- [Job 1]: In the article about Rep. Jim Moran's comments on AIPAC, which magazine did Moran give his interview to?
- [Job 2]: Extend the article about Rep. Jim Moran's comments on AIPAC with new writing that picks up after its last sentence.

Rep. Jim Moran (D-Va.) made a very big mistake, at least as far as the Democratic leadership in the House is concerned. He told the truth about AIPAC’s unhealthy influence on American politics:
In an interview with Tikkun, a California-based Jewish magazine, Moran said the American Israel Public Affairs Committee (AIPAC) is “the most powerful lobby and has pushed [the Iraq] war from the beginning. I don’t think they represent the mainstream of American Jewish thinking at all, but because they are so well organized, and their members are extraordinarily powerful — most of them are quite wealthy — they have been able to exert power.” […]
“The problem with addressing the groups who have argued strongly in favor of a long-term American military presence in the Middle East is that they raise arguments that are not related to the point,” Moran said. “I would like to have a reasonable, objective discussion about AIPAC’s foreign policy agenda. But it’s difficult to do that because any time you question their motives, you are accused of being anti-Semitic.”
And for that transgression, House Majority Leader, Rep. Steny Hoyer (D-Md) has decided Moran needs to be taken to the woodshed:
House Majority Leader Steny Hoyer (D-Md.) went after fellow Democrat Jim Moran of Virginia Tuesday, calling on him to retract his comments about the Israel lobby.
“His remarks were factually inaccurate and recall an old canard that is not true, that the Jewish community controls the media and the Congress,” Hoyer said at a news conference in the Capitol.
First of all, Moran never said the Jewish community controls the media and Congress, so Hoyer is the one lying. What Moran said was that AIPAC, the ultra conservative pro-Israeli lobby which doesn’t represent the views of the majority of Jewish Americans, is the most powerful lobby in Washington which pressed for, and has continued to support, President Bush’s war with Iraq, a statement which is factually true.
Indeed, AIPAC is so powerful that it was able to force Speaker Nancy Pelosi to remove language from legislation earlier this year that would have specifically required President Bush to get authorization from Congress before attacking Iran even though the majority of Americans oppose another war in the Middle East.
To take an example from these past few months of the Israel Lobby exercising its power, liberals in the House of Representatives in the spring of 2007 sought to include in the defense-funding budget an amendment that would require specific authorization from Congress before the Administration could use the defense budget monies for a military strike at Iran. The amendment failed. Most liberals in the U.S. today oppose preventive wars in general and a military strike against Iran in particular. So who supports such a move? The answer is: the right wing government of Israel and its champion in the U.S., the Israel Lobby.
Practically no one thinks it would be a smart idea (much less legally justified) for American forces to attack Iran outside of Joe Lieberman and Dick Cheney, and AIPAC obviously. Yet Pelosi was forced to back off a simple statement that merely reflects the mandates of the Constitution because AIPAC wants to leave President Bush every opportunity to attack Iran without any hindrance by Congress.

- [Supplied information]:
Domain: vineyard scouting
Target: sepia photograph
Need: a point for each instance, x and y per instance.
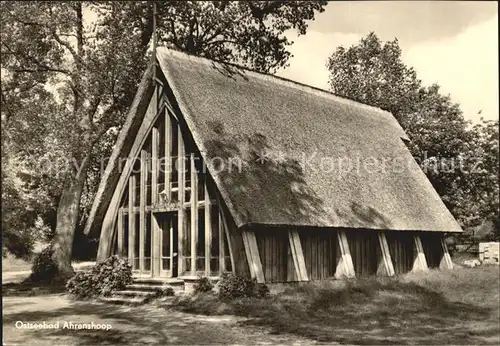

- [Written response 1]: Tikkun, a California-based Jewish magazine.

- [Written response 2]:
But dare to speak the truth about AIPAC’s influence on American foreign policy as it relates to Iraq, and they will quickly send the House Majority Leader out to verbally attack you. And why are Democrats doing this on behalf of a group that is fundamentally opposed to their party on most issues? It’s simple really. They are scared to death of AIPAC, as this story by Rabbi Michael Lerner, editor of TIKKUN MAGAZINE, and a proponent of a progressive “middle path” approach to Israeli-Palestinian relations illustrates:
When Tikkun held its 2004 conference in Washington to ask Congress to support our Resolution for Middle East Peace, we brought hundreds of people from around the U.S. to speak to their elected officials. Through the intervention of one Democratic Congressperson (not Moran) I was able to meet with about eight “Members” in a private meeting in which I was told that people would only sit there if their names were guaranteed confidentiality. They had all read the story in The Washington Post that day about the Tikkun Community/NSP and its efforts to present a “Progressive Middle Path” that would be both pro-Israel and pro-Palestine, based in large part on the Geneva Accord that had recently been signed by Yossi Beilin and Yassir Abed Rabbo. Tikkun had also raised money to pay for a full-page ad in The New York Times, signed by thousands of people, calling on the U.S. to support this path. Tikkun Community members had had meetings that day with hundreds of Congresspeople, and almost all of them had said the same thing: “We agree with your perspective, but we are not going to fight the Jewish community on this topic. As long as they feel the way they do, we are not going to make this our issue.”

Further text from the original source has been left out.